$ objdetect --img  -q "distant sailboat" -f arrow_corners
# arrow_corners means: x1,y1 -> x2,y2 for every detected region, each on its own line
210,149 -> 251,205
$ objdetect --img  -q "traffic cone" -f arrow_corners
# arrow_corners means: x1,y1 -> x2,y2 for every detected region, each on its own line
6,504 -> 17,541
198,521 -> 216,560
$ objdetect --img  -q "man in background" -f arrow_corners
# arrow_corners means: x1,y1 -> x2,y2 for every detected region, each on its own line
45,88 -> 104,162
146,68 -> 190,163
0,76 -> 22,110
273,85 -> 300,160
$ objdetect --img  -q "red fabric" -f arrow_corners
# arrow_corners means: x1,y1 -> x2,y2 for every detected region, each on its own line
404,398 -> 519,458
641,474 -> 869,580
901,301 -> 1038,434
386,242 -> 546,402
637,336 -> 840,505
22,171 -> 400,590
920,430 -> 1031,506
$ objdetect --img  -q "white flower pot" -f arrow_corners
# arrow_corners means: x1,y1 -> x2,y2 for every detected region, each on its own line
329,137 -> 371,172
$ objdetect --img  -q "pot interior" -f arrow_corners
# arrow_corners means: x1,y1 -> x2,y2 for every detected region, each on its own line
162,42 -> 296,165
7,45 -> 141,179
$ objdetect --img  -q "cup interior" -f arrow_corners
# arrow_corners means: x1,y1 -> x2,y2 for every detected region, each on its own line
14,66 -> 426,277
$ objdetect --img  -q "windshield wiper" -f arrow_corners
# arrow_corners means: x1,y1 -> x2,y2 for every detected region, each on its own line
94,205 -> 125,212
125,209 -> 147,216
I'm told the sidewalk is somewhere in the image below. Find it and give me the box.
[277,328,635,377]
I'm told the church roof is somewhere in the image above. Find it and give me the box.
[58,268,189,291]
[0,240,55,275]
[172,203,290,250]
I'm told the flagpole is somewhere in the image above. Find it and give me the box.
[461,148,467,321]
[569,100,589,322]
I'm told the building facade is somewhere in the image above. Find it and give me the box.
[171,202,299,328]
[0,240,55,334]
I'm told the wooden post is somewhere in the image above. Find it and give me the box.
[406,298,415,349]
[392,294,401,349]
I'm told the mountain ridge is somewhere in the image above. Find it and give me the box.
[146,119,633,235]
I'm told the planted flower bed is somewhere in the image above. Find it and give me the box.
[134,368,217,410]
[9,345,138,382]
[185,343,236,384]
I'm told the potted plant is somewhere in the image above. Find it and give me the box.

• _Given problem_
Could you copy out every line of the records, starting at the line that contains "I'm told the planted" and ending at the last line of the records, with each box coordinate shifted up by 12?

• _Exercise answer_
I'm told the planted flower bed is somewhere in the image above. Find it and give me the box.
[146,380,229,422]
[21,357,150,394]
[197,355,248,396]
I'm told the potted plant is somewhere in the image above. Find it and give me the box.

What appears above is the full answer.